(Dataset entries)
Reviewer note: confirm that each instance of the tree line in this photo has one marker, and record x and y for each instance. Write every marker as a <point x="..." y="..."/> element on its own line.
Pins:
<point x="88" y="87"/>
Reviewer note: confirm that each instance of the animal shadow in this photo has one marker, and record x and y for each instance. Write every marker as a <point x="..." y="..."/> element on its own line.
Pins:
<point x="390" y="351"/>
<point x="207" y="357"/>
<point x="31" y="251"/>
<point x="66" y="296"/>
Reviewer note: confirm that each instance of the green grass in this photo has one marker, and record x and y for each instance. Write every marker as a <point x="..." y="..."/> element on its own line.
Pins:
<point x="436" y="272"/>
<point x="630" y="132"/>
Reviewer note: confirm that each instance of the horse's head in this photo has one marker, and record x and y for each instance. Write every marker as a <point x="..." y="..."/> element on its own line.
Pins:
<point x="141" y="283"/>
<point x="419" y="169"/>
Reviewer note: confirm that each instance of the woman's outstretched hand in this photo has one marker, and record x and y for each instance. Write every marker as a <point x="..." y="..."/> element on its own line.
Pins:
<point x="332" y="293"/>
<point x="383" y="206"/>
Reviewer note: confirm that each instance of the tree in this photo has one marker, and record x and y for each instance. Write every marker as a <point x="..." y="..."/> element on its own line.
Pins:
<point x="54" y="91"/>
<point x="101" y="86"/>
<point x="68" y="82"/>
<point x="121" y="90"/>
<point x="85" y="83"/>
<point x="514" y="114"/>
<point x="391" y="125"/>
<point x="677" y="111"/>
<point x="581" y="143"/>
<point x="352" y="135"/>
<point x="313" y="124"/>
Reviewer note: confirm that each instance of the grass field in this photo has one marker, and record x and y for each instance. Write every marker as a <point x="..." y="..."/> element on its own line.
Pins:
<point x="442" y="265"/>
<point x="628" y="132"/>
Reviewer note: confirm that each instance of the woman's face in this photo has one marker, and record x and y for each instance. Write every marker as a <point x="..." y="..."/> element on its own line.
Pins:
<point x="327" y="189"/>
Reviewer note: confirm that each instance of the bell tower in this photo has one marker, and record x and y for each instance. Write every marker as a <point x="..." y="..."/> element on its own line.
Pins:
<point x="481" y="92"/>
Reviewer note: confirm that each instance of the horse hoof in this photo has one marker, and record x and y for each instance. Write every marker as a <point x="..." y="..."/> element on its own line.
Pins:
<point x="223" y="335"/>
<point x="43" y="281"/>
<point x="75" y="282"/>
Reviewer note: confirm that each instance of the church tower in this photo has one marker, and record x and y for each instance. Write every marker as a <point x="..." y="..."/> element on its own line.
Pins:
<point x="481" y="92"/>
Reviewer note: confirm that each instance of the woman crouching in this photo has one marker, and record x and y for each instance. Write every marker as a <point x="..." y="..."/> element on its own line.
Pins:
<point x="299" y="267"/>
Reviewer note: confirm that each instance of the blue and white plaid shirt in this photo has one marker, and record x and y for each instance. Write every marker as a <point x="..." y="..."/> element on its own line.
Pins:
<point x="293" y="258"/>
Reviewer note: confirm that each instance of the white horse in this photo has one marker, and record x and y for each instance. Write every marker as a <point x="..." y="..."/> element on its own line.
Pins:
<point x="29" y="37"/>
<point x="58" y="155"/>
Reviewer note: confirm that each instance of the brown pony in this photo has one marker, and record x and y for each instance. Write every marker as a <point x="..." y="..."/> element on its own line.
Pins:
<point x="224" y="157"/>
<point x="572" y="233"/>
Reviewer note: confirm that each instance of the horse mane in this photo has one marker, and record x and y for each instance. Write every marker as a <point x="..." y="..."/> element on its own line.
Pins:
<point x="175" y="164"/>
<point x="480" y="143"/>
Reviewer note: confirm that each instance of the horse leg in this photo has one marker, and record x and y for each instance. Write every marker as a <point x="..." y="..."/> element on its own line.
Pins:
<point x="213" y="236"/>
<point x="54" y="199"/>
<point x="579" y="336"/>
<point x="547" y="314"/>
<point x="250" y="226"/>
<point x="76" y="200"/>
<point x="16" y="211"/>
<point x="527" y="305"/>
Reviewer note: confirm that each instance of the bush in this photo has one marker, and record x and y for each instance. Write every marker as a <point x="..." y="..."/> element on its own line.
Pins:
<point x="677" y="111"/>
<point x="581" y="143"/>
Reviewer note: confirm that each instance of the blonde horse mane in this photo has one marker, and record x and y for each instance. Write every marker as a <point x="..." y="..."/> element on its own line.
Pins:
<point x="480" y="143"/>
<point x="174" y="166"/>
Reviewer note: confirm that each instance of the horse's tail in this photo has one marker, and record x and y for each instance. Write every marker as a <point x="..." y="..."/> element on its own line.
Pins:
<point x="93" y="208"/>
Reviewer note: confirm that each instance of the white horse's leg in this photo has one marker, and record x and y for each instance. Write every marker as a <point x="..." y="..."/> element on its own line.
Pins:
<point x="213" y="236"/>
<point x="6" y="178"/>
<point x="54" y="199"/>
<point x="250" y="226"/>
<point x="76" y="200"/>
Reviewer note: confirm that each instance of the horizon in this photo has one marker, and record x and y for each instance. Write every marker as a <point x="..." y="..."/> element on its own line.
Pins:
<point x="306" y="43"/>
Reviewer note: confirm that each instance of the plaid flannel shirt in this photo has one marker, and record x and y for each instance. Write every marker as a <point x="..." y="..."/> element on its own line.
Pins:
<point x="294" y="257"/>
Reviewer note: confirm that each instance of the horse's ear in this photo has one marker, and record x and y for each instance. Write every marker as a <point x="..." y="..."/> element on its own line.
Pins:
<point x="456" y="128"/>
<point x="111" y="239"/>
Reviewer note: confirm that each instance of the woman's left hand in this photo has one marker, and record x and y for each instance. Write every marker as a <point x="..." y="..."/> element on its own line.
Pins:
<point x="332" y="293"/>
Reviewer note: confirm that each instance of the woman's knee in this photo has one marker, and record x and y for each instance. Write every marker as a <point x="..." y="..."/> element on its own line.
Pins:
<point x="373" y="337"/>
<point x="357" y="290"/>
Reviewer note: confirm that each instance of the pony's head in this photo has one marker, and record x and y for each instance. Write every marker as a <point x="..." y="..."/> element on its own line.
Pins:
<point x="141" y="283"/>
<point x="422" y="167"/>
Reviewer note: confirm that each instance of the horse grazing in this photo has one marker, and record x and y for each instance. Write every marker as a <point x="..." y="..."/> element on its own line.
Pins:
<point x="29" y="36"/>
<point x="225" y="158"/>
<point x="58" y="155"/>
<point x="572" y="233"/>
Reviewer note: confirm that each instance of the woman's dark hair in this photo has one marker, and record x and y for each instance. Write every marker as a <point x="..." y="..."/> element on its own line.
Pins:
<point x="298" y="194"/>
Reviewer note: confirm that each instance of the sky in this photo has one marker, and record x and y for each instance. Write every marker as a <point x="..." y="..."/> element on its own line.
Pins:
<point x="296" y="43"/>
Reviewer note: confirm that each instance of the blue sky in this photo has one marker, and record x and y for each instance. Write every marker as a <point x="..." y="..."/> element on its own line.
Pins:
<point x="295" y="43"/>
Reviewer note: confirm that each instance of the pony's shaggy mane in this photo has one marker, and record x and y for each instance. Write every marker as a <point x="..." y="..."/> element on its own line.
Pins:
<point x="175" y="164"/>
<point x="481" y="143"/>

---

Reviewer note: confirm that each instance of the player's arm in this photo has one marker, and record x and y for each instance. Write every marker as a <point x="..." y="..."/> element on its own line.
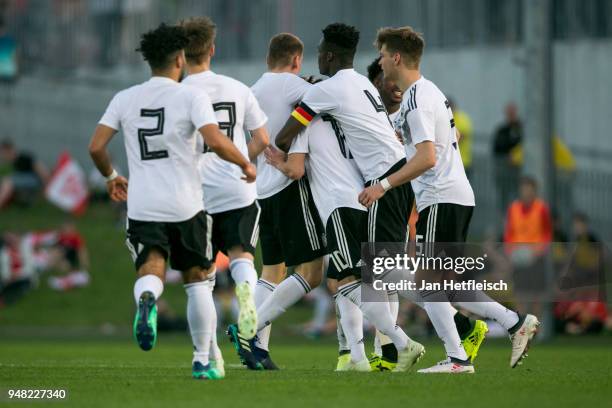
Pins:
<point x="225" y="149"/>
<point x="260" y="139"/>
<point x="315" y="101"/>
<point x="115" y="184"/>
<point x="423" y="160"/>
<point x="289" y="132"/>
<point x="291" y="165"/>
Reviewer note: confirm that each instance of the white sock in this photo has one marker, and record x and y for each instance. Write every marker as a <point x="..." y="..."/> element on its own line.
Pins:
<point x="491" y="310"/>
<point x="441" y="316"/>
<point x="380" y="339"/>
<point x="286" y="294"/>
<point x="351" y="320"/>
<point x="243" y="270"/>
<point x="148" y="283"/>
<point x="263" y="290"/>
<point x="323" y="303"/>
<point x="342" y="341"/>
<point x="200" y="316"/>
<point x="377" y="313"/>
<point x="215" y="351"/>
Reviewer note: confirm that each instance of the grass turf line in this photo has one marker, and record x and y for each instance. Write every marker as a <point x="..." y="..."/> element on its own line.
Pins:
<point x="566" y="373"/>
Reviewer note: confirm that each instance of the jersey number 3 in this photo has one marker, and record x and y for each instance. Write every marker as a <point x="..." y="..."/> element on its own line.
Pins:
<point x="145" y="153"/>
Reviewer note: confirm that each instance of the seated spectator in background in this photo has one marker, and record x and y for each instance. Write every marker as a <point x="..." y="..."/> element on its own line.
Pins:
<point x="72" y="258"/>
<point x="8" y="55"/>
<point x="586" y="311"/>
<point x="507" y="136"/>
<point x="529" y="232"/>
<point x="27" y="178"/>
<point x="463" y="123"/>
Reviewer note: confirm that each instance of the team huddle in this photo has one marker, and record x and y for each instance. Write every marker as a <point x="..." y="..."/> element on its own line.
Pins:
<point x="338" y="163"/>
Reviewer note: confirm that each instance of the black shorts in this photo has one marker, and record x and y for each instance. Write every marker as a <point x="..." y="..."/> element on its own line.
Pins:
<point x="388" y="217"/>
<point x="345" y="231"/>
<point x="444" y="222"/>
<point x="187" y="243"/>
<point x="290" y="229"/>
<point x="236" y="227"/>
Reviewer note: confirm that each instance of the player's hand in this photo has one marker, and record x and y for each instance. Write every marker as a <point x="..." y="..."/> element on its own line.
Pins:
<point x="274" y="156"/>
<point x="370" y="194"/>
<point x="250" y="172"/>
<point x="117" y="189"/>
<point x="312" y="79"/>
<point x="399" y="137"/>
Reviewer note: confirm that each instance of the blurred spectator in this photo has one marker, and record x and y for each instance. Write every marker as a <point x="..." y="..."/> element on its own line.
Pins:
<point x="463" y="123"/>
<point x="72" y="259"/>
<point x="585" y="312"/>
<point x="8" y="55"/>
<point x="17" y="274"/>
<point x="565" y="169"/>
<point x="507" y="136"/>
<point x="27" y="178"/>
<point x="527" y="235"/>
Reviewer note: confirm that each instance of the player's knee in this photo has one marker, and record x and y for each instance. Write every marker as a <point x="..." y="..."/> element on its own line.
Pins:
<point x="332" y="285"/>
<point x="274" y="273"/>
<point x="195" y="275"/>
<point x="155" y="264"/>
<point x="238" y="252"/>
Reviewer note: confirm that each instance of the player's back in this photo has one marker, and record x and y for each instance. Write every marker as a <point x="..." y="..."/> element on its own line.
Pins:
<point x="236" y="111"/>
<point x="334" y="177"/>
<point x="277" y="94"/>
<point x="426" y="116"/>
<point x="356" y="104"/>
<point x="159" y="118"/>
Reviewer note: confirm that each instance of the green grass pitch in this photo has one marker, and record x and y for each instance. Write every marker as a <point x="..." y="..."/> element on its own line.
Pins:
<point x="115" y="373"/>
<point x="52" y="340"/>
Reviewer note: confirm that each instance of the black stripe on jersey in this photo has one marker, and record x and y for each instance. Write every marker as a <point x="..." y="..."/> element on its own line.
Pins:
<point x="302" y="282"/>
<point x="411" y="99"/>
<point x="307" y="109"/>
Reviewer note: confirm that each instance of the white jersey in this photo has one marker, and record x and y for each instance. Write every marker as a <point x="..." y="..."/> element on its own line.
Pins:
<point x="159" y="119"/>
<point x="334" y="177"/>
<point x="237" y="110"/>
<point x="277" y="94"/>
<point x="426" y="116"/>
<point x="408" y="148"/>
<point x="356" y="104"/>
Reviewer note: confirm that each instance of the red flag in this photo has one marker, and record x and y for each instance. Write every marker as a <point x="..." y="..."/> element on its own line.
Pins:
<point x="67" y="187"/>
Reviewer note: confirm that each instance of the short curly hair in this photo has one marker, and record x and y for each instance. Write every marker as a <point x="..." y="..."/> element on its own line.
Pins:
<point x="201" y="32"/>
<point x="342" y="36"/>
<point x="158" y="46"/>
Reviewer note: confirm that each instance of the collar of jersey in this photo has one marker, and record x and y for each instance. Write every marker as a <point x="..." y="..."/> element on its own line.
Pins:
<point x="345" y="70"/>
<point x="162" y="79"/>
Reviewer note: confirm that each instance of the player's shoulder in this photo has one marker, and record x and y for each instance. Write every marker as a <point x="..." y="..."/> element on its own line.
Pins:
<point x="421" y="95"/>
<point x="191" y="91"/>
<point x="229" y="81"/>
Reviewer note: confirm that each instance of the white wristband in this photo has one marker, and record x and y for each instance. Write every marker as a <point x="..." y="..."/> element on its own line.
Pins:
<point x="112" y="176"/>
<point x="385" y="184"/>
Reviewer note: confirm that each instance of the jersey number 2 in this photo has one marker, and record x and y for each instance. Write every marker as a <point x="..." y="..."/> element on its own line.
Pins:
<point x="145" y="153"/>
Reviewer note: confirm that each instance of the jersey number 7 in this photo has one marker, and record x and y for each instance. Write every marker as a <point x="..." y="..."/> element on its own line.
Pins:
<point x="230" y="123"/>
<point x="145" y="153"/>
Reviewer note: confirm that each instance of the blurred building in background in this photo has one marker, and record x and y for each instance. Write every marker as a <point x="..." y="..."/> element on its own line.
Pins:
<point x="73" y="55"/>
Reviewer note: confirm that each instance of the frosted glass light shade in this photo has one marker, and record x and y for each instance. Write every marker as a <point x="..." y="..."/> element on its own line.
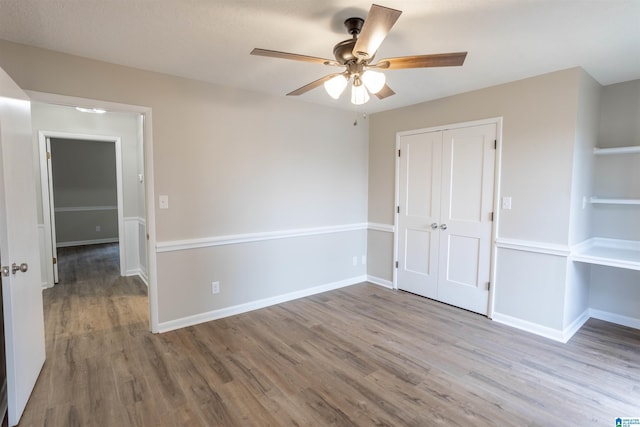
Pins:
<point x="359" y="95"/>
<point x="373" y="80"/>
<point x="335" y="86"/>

==

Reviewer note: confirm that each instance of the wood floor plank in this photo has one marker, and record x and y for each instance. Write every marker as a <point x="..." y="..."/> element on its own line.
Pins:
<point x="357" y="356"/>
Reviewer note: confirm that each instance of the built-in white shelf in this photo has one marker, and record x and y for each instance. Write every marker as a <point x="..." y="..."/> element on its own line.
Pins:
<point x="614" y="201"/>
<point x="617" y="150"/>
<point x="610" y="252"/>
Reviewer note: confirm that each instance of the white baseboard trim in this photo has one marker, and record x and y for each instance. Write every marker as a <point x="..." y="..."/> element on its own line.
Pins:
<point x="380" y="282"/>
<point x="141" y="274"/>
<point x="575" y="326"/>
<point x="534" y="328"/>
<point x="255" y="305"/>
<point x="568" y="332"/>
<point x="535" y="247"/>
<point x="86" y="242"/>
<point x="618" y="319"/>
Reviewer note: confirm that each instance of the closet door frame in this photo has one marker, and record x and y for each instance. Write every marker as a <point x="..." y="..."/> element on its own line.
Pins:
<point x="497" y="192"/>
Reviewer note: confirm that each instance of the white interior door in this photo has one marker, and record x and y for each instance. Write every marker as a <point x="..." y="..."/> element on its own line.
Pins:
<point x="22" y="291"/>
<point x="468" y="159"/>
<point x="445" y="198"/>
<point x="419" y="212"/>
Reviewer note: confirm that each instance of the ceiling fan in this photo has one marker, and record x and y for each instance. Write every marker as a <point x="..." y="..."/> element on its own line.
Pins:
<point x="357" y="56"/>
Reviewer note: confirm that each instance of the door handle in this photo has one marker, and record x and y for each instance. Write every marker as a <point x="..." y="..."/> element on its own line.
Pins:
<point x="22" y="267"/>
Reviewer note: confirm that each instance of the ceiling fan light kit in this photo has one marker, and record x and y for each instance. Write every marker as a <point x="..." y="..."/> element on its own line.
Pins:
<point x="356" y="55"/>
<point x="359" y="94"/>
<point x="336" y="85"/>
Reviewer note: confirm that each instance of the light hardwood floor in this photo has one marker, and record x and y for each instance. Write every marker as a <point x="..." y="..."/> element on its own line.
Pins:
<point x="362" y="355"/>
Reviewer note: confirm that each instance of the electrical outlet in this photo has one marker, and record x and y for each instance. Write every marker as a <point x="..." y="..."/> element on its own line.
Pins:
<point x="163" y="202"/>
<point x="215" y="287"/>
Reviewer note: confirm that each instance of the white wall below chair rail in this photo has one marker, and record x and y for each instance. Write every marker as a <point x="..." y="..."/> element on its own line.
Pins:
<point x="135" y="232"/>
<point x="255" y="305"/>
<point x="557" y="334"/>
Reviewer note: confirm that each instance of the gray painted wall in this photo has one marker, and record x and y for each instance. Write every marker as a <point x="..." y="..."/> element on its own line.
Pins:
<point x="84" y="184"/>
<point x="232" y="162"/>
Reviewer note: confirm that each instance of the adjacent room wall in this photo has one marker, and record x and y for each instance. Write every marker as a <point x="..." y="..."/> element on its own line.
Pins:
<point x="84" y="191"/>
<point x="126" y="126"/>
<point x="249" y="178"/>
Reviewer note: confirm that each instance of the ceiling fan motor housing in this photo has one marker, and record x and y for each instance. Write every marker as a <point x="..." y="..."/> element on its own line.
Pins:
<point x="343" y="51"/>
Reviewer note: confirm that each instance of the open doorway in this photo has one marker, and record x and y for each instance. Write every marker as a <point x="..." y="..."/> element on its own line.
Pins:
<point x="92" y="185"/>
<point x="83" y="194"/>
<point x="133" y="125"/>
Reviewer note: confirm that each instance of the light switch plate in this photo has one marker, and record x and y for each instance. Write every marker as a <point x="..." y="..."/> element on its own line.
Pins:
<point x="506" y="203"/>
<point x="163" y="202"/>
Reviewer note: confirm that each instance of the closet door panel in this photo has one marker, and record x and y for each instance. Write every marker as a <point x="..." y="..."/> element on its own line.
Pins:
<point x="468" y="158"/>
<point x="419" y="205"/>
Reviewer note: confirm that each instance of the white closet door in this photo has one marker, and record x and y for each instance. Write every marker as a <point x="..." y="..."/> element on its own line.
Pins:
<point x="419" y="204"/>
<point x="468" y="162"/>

**Your objective:**
Please pick out every line in the entries above that contains the string "plaid", treating uppercase and lowercase as different.

**Result for this exercise:**
Reviewer note: confirm that each instance of the blue and white plaid shirt in this photo has one marker, and record x and y for each instance. Write every marker as a <point x="..." y="..."/> element on its own line.
Reviewer note: confirm that each instance of the plaid flannel shirt in this photo has one marker, and record x and y for each instance. Write every marker as a <point x="..." y="..."/> element on its own line.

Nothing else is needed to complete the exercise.